* Fragmento *
——

Manifiesto por el cielo azul

¿Cómo escribir un manifiesto sobre algo que apenas podemos ver hoy en día en medio de tantas partículas suspendidas?

Septiembre. Salgo al balcón y miro al cielo. No está despejado, pero tampoco hay nubes que anuncien la lluvia. Mis ojos comienzan a arder y la nariz a congestionarse, no se trata de alguna alergia al polen de las plantas que hay afuera. Las observo, su verde no está tan vivo, los colores lucen opacos y no por la acción del sol. Paso un dedo por encima de las hojas, sale hollín. Hay que limpiarlas pronto. 

Recojo el periódico, la portada muestra la foto del Coltejer, uno de los edificios más icónicos de Medellín (por ser el más alto y donde se jalonó la industria textilera a principios del siglo XX), y que está ubicado en el centro de la ciudad. Se ve poco, casi nada; una neblina lo envuelve, casi que lo desaparece. El mismo panorama de marzo, de abril, de ahora. 

Describo los síntomas, leo la situación, pero nada me sorprende, la noticia no es nueva. Siento como si viviera en un loop: en materia de calidad del aire, Medellín y algunas otras ciudades de Colombia han presentado niveles preocupantes de contaminación. La capital ha vivido momentos críticos en los niveles de PM 2.5 (materia particulada) en el aire, e incluso se han declarado, casi que anualmente, una emergencia ambiental en estos meses. A nivel mundial, las cosas no son muy distintas. Pienso en Bangladesh, Chad, Pakistán, Tayikistán y la India, los cinco países más contaminados, según cifras del 2021.1

Salgo a la calle. Veo que algunos ciclistas, de los pocos que usan este medio de transporte en la ciudad, usan mascarillas, y no las N95 para protegerse del Covid-19, sino las que tienen filtro 3M. Miedo a que el paisaje se transforme en una película de terror, en el paisaje desolador de Chernobyl. ¿Cómo es que el aire que nos mantiene vivos también puede matarnos? 

Tomo el bus, sigo leyendo el periódico. En 2019 la Asamblea General de las Naciones Unidas designó un día internacional por el aire limpio y el cielo azul. Esta conmemoración, que se da cada 7 de septiembre, tiene como objetivo: “priorizar la necesidad de un aire saludable y los vínculos de la contaminación atmosférica con otros temas críticos como el cambio climático, la salud humana y planetaria”. Miro los carros por delante y por detrás. ¡Y las motos! Tantas. El conductor está escuchando una emisora, como es temprano, el locutor va diciendo las noticias: el presidente de Colombia remarca su idea de una transición energética. La gente a mi alrededor abre los ojos, incrédula, reticente. 

Después de dos horas de viaje con las ventanillas cerradas porque la Organización Mundial de la Salud ha dicho que prácticamente todo el aire que respiramos está contaminado y que, además, está matando a unos siete millones de personas cada año, llego a mi pueblo. A la ciudad me fui en busca de oportunidades, pero al campo regreso porque allí siento cómo los pulmones se llenan de azul clarito –, como dice la canción de Calle 13. Lo necesito. 

Miro las nubes y empiezo a hacer formas. Todavía están blancas. Pienso en hacer un manifiesto por el cielo azul, pero no sé por dónde empezar. Solo sé que quiero tener un cianómetro para medir las tonalidades del firmamento y que, cada vez, el color sea más intenso, para respirarlo con fuerza, como si de esa coloración dependiera la vida misma. No quiero volver a la ciudad.

——

* Entradas de datos *
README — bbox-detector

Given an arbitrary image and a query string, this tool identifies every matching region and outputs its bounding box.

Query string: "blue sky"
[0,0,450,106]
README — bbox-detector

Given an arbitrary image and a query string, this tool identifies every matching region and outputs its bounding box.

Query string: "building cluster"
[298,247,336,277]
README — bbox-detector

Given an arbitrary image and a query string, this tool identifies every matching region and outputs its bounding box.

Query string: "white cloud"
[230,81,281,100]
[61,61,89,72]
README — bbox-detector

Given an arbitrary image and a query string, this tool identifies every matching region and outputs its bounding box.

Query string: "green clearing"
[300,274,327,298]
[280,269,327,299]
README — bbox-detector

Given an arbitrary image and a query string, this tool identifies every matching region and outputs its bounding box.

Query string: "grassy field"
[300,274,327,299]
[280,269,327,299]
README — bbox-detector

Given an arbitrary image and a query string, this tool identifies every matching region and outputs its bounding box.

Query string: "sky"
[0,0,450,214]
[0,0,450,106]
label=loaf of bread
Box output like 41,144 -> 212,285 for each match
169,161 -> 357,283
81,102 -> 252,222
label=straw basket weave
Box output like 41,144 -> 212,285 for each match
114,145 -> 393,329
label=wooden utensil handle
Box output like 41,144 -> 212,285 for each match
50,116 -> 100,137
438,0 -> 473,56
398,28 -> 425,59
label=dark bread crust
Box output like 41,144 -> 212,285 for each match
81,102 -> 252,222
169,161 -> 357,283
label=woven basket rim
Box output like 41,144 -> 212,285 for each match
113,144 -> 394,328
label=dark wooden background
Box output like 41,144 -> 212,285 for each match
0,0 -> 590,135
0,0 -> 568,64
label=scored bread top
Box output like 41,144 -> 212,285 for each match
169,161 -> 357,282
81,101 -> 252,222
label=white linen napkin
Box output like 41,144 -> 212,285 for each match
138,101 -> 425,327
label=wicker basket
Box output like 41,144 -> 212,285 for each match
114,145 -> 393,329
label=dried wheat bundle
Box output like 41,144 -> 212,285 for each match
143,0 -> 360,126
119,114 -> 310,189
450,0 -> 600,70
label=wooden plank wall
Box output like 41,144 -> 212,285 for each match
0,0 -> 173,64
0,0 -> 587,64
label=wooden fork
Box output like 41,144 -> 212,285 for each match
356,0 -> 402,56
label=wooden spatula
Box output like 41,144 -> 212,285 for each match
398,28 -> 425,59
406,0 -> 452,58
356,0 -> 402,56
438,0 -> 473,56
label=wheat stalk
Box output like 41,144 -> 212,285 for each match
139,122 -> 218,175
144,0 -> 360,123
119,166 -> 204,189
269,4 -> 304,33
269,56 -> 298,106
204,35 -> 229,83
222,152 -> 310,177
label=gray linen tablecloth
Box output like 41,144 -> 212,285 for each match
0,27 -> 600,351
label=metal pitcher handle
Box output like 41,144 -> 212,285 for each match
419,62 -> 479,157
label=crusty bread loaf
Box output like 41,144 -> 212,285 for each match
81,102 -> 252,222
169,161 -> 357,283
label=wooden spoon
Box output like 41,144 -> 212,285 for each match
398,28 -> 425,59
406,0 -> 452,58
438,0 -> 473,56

——

* Instrucciones de tarea *
Cita sin cambios el pasaje del manifiesto por el cielo azul que comienza con "Recojo el periódico, la" y continúa hasta "abril, de ahora.". Las filas no tienen ningún papel en esto.

* Respuesta final *
Recojo el periódico, la portada muestra la foto del Coltejer, uno de los edificios más icónicos de Medellín (por ser el más alto y donde se jalonó la industria textilera a principios del siglo XX), y que está ubicado en el centro de la ciudad. Se ve poco, casi nada; una neblina lo envuelve, casi que lo desaparece. El mismo panorama de marzo, de abril, de ahora.